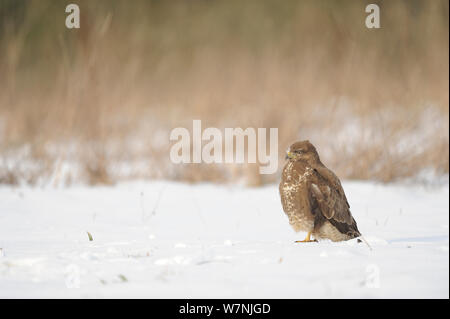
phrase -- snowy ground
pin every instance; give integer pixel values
(171, 240)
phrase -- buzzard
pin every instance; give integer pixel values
(313, 198)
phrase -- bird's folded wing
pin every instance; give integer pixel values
(330, 196)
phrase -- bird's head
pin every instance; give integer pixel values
(303, 150)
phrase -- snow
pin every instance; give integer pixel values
(173, 240)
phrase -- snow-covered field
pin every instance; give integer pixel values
(173, 240)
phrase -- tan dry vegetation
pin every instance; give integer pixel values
(97, 104)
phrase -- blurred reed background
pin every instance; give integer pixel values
(97, 104)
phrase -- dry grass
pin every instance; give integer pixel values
(97, 104)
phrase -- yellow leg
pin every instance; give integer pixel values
(307, 239)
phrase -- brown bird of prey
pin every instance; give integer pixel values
(313, 197)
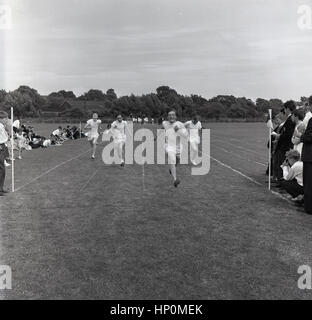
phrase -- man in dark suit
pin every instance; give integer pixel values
(306, 158)
(284, 143)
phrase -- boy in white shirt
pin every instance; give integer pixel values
(194, 127)
(94, 125)
(118, 130)
(173, 129)
(293, 174)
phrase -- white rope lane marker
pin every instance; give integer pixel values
(250, 179)
(236, 171)
(238, 156)
(52, 169)
(89, 180)
(143, 177)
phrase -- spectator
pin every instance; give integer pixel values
(292, 173)
(4, 153)
(307, 167)
(308, 109)
(297, 118)
(284, 143)
(16, 125)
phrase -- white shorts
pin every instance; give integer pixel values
(121, 139)
(93, 137)
(195, 140)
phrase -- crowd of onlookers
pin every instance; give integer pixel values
(292, 152)
(25, 138)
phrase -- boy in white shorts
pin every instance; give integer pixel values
(94, 125)
(194, 127)
(118, 130)
(174, 128)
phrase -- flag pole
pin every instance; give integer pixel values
(270, 146)
(12, 148)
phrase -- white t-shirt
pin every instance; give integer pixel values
(94, 127)
(307, 118)
(193, 129)
(3, 134)
(57, 132)
(16, 124)
(118, 129)
(171, 135)
(295, 172)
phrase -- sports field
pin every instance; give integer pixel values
(78, 229)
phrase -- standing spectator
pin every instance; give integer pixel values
(297, 118)
(292, 172)
(308, 114)
(284, 143)
(307, 167)
(16, 125)
(4, 137)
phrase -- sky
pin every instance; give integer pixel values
(251, 48)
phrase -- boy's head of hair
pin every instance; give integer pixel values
(293, 155)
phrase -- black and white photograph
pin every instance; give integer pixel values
(156, 150)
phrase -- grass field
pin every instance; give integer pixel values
(78, 229)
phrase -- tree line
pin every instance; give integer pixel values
(27, 102)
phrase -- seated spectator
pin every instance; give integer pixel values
(292, 174)
(46, 143)
(16, 125)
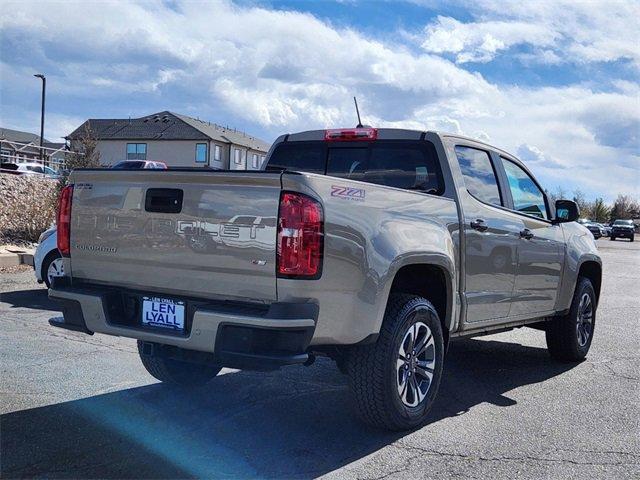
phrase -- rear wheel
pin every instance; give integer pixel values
(176, 372)
(394, 382)
(569, 337)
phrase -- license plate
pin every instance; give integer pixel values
(162, 312)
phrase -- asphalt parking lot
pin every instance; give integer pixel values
(75, 406)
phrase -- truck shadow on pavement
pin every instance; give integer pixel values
(296, 422)
(36, 299)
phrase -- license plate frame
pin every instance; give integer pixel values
(162, 313)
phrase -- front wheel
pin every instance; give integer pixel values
(176, 372)
(569, 337)
(394, 381)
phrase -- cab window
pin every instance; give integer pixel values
(527, 196)
(479, 176)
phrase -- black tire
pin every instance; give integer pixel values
(48, 260)
(374, 374)
(176, 372)
(564, 340)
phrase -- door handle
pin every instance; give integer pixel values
(479, 224)
(526, 234)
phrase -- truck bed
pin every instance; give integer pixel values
(177, 232)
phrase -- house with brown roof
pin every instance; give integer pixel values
(178, 140)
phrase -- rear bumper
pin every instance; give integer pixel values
(238, 336)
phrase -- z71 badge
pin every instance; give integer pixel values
(348, 193)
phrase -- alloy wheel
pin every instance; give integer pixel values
(415, 364)
(584, 324)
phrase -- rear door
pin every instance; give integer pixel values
(173, 232)
(541, 249)
(491, 236)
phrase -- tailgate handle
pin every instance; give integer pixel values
(163, 200)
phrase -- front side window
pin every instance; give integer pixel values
(136, 151)
(201, 153)
(478, 173)
(527, 196)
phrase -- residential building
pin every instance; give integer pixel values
(17, 146)
(177, 140)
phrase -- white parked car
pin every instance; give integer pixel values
(47, 261)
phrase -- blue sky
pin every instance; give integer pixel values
(555, 83)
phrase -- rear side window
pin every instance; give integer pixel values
(308, 157)
(479, 176)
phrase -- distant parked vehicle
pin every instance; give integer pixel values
(47, 261)
(596, 230)
(29, 168)
(623, 229)
(606, 229)
(139, 165)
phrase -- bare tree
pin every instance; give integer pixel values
(584, 206)
(85, 153)
(600, 211)
(625, 207)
____
> [TASK GOAL]: Can you copy out every line of the records above, word for word, leaving the pictures out?

> [FULL ANSWER]:
phrase -- snowy ground
pin every instance; give integer pixel values
(171, 240)
phrase -- buzzard
pin every instance; give integer pixel values
(313, 198)
phrase -- bird's folded wing
pin every instance; give integer pixel values
(330, 196)
phrase -- bird's head
pin every instance; give integer pixel values
(303, 150)
phrase -- snow
pin every instance; give integer pixel values
(173, 240)
phrase -- snow-covered field
pin every instance; give integer pixel values
(173, 240)
phrase -- tan dry vegetation
pin every instance; give integer pixel values
(97, 104)
phrase -- blurred reed background
pin every instance; give integer pixel values
(97, 104)
phrase -- dry grass
pin every instance; give integer pixel values
(97, 104)
phrase -- yellow leg
pin every instance; give integer pixel values
(307, 239)
phrase -- brown bird of prey
pin every instance; give integer pixel values
(313, 197)
phrase -- man in dark suit
pin every instance; give integer pixel values
(306, 158)
(284, 143)
phrase -- boy in white shirt
pin every instance; give integer pixel values
(194, 127)
(94, 125)
(118, 130)
(173, 129)
(293, 174)
phrase -- white rope lane marker
pin every instance; give integer pixel values
(250, 179)
(236, 171)
(238, 156)
(52, 169)
(89, 180)
(143, 177)
phrase -- spectator
pin every instance; give integer pixel values
(292, 173)
(4, 153)
(307, 167)
(308, 109)
(297, 118)
(284, 143)
(16, 125)
phrase -- white shorts
pin every instance; give integer pixel values
(121, 139)
(93, 137)
(195, 140)
phrase -- crowd of onlookers
pin every instance; give integer pixel values
(292, 152)
(25, 138)
phrase -- boy in white shorts
pin every instance; give integer pixel values
(94, 125)
(194, 127)
(118, 130)
(174, 128)
phrase -- flag pole
pin every instance; give integer pixel values
(270, 146)
(12, 148)
phrase -- white t-shirt
pin every instance; give integer pixel values
(94, 127)
(307, 118)
(193, 129)
(3, 134)
(57, 132)
(16, 124)
(118, 129)
(171, 135)
(295, 172)
phrase -- sports field
pin every instance; give integer pixel values
(78, 229)
phrase -- standing spectator
pin every instance; give integer pixel values
(297, 118)
(292, 172)
(308, 114)
(284, 143)
(307, 167)
(16, 125)
(4, 137)
phrase -- sky
pin every instance; give integer pixel values
(251, 48)
phrase -- boy's head of hair
pin every instance; give integer pixel values
(293, 155)
phrase -- black and white photograph
pin every instance; give integer pixel values
(156, 150)
phrase -- grass field
pin every instance; give integer pixel values
(78, 229)
phrase -- tree line
pin every instance; give integer pixel values
(27, 102)
phrase -- seated spectator
pin every instance; give integer pixel values
(292, 174)
(46, 143)
(16, 125)
phrase -- rear wheel
pin every instance; give integer pixel values
(176, 372)
(394, 382)
(569, 337)
phrase -- license plate
pin every instance; give integer pixel values
(162, 312)
phrase -- asphalt parking lot
pin every instance; give integer pixel values
(75, 406)
phrase -- truck shadow on pavement
pin every instance; give integer pixel values
(296, 422)
(36, 299)
phrase -- license plate frame
pin every instance; give integer pixel values
(162, 313)
phrase -- front wheel
pin every instance; give integer pixel values
(176, 372)
(569, 337)
(394, 381)
phrase -- cab window
pin every instance; give integer pixel values
(527, 196)
(479, 176)
phrase -- black tire
pin every instance; give integer pixel values
(48, 260)
(374, 374)
(176, 372)
(564, 340)
phrase -- door handle
pin every instance; give integer pixel values
(479, 224)
(526, 234)
phrase -- truck bed
pin every instance; give integer pixel values
(177, 232)
phrase -- house with brown roof
pin every instance; give integer pixel values
(178, 140)
phrase -- rear bumper
pin every instance; give integer pixel values
(238, 336)
phrase -- z71 badge
pin every instance; give integer pixel values
(348, 193)
phrase -- alloy wheel
pin every instance; give integer pixel values
(415, 364)
(584, 324)
phrase -- rear door
pin every instance; give integer pixel values
(173, 232)
(541, 249)
(491, 236)
phrase -- tailgate handle
pin every instance; give integer pixel values
(163, 200)
phrase -- front side window
pin every instance; give integer pixel values
(136, 151)
(201, 153)
(478, 173)
(527, 196)
phrase -- residential building
pin every instance; give integer pixel values
(17, 146)
(177, 140)
phrase -- white parked car
pin every instance; give integer pixel values
(47, 261)
phrase -- blue sky
pin every instance; give integer pixel values
(555, 83)
phrase -- rear side window
pin every instance; give integer pixel values
(308, 157)
(479, 176)
phrase -- distant parked vehicle
pin every instance; give integer pixel values
(47, 261)
(596, 230)
(29, 168)
(623, 229)
(606, 229)
(139, 165)
phrase -- bare tree
pin every instance; give integer pixel values
(584, 206)
(85, 153)
(600, 211)
(625, 207)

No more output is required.